> _What the task asks_
Leaving the pictures aside, transcribe every line below exactly.

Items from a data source
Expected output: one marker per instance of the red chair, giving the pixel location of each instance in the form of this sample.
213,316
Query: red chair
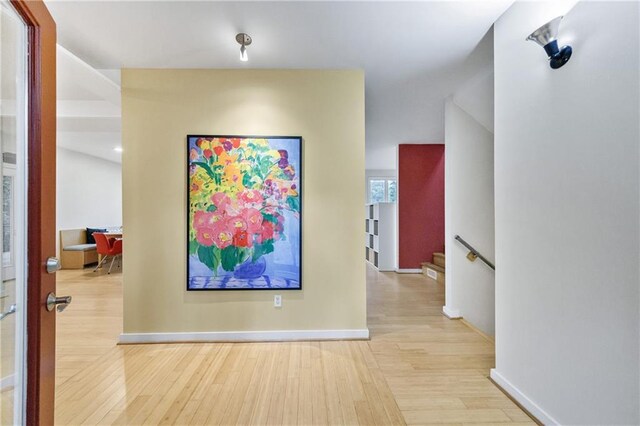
107,247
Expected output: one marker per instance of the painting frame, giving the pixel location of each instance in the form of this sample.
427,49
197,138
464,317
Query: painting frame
300,190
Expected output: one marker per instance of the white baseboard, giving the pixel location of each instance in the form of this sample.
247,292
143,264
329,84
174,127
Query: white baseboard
244,336
451,313
6,382
408,271
533,408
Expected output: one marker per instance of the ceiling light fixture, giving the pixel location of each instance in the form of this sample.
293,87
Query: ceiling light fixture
244,40
546,36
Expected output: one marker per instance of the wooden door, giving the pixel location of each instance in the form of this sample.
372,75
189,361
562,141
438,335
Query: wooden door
41,207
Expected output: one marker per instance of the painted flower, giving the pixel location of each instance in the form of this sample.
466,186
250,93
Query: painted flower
222,236
236,224
203,143
206,219
252,196
253,218
242,239
284,158
193,154
205,236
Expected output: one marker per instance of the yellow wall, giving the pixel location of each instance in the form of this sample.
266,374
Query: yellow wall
159,109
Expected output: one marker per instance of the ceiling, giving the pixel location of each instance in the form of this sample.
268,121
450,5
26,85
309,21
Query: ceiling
412,52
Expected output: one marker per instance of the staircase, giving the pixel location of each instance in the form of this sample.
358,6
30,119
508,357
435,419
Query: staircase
435,268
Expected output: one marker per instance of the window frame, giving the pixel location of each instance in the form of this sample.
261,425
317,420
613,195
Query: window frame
386,180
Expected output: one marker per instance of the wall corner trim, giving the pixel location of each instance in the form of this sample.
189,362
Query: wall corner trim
451,313
408,271
542,416
244,336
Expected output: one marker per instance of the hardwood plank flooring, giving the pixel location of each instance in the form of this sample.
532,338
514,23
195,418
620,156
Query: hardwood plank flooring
418,368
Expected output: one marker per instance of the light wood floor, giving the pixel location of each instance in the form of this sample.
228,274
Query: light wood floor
418,368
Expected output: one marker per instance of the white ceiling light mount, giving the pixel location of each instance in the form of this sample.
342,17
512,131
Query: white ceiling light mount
243,40
547,37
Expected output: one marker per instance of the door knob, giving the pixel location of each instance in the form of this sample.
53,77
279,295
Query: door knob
60,302
53,265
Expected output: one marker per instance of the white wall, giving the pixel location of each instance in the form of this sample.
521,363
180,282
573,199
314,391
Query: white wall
89,191
567,214
469,213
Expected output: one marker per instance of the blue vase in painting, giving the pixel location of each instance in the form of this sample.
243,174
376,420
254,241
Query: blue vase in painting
250,270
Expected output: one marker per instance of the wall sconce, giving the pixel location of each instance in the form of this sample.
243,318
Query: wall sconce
244,40
546,36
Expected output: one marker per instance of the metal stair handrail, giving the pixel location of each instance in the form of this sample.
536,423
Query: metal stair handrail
473,253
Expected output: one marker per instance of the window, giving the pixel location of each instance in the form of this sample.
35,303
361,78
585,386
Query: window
383,190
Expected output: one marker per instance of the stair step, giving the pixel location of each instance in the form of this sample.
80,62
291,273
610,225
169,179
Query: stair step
433,266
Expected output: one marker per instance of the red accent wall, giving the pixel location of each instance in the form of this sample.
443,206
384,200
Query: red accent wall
421,203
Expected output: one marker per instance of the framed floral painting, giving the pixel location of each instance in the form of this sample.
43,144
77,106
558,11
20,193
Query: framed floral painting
244,213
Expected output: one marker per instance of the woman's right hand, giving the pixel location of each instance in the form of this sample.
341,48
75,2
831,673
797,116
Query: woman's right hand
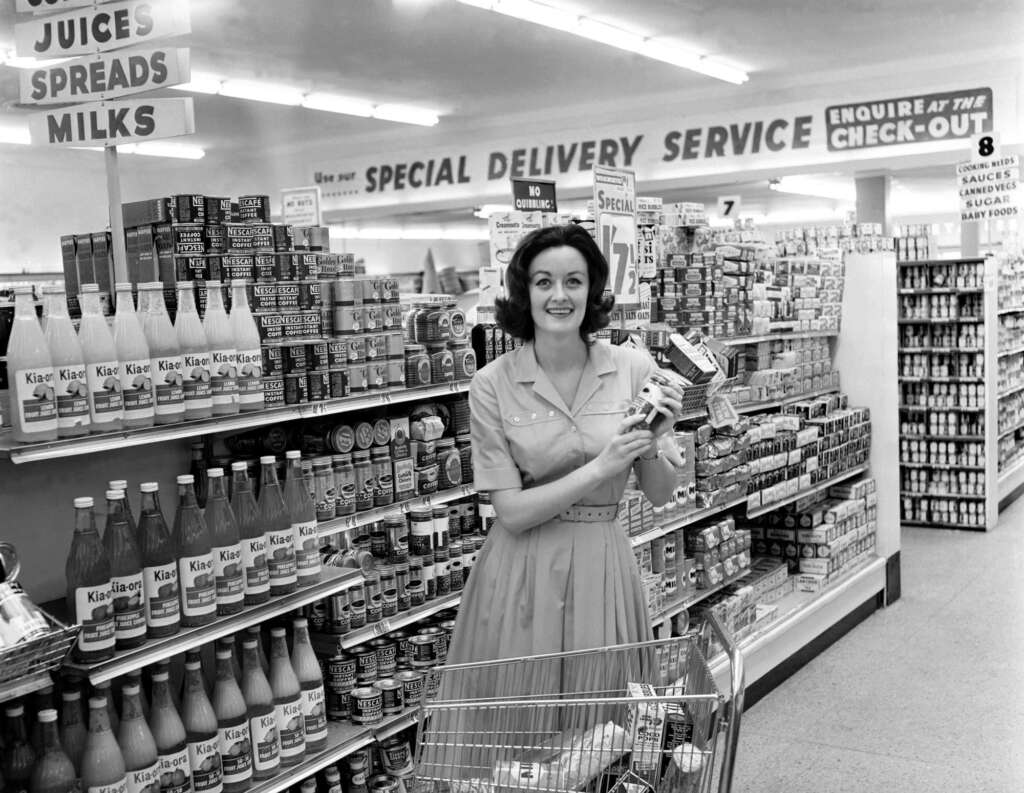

> _Expected answer_
Expected output: one marker per instance of the red chair, giving the pixel location of each instance in the form of this sample.
213,316
Query: red chair
107,247
Expected output: one marker per instance of the painting frame, giving the pixel location of each instance in the form of this sample.
427,49
197,138
464,317
Query: painting frame
300,190
Expected output: one marker per instance of the white baseboard, giving the pixel location of each instance in the form of this sample.
247,292
143,264
329,84
174,127
Query: white baseboard
244,336
451,313
6,382
408,271
533,408
Expected output: one marker per instance of the ceiling light fixture, giving the pixel location of each instance in the form of this sample.
293,87
Query: ceiling light fixture
244,40
546,36
Expected output: one marker per instance of the wooden door, giving the pixel location of each instance in the form of this sample.
372,75
189,361
562,141
438,335
Query: wooden door
41,207
Expected output: one marker per instance of the painted flower, giving the pixel location of each instance in the form of this sample.
466,186
250,93
Query: painted flower
222,236
236,224
203,143
206,219
252,196
253,218
242,239
284,158
193,154
205,236
Expected output: one marker per instance of the yellow wall, giving the pixel location of each instance in the form of this sample.
266,374
Query: yellow wall
159,109
Expected output: one marker per instance of the ceiling, giving the pixel location of each instance in the form of this sample.
268,121
450,5
26,85
309,21
Query: ceiling
412,52
Expected output: one marker per instance of the staircase, giving the pixel location of each instance in the form of this sample.
358,6
30,119
508,357
435,419
Query: staircase
435,268
Expected output: one marker per instance of the window frame, giving the pixel location of each instance in the form of this sample.
261,425
317,420
613,195
Query: window frame
386,180
Expected output: one marker per instance of the wall corner trim, giving the pixel location of each instance in the form of this sample.
189,362
Query: wall corner trim
451,313
408,271
542,416
244,336
Expected output: one marker per instance of the hardwood plank flooring, giving the pixel location of each instance in the form of this sample.
532,338
514,23
195,418
620,156
Query: hardwood plank flooring
418,368
Expected output: one marker per instance of the light wood floor, giving the pixel location of each instance in the form of this sample.
228,274
Query: light wood floor
418,368
Expected output: one marker per instance of the white ceiling light mount, giving the pixel location of each instance in the form of this sample.
342,17
512,131
Query: white ceiling light mount
243,40
547,37
Expected output: one marker per instance of the door knob, giving the pixel location of each instance in the form of this sample.
53,77
279,295
Query: door knob
60,302
53,265
Expected output: one marker per instance of the white wall, giving the pixel location of each instance in the form of this sample.
521,363
180,282
573,199
314,391
Query: white wall
89,191
567,214
469,213
Expected output: one marker per instance of the blue vase in painting, giving the pixel location of each instance in the form of this sample.
243,174
376,420
254,241
Query: blue vase in painting
250,270
Expected output: one marker per instance of the wall sconce, giving the pixel location of each instance in the form of this sample.
243,318
Query: wall sconce
244,40
546,36
Expected output: one marker per instance of the metal stair handrail, giving the pixel location of each instance in the form of this sample.
536,423
Query: metal stair handrail
473,253
Expected output: one marker per instance of the window, giving the pixel location of each instance in the form of this sample.
35,303
361,78
585,386
Query: window
383,190
Expected output: one marker per instance of the stair step, giving the pixel location of each instance in the form of this sample.
80,62
291,273
610,225
169,179
Query: stair step
433,266
Expected output: one marker per instance of the red accent wall, giving the pixel location of each instance in the form of this sample.
443,206
384,200
Query: red accent wall
421,203
Expected output: one marker per instance of the framed floral painting, giving the pixel location of each instance in the form of this sample.
43,144
77,106
558,11
20,193
Query: framed floral painting
244,213
Expected output: one marker per instance of the woman's right hand, giving the pixel location of each instance in the form of this sample.
341,48
75,2
831,673
797,116
Query: woman's right hand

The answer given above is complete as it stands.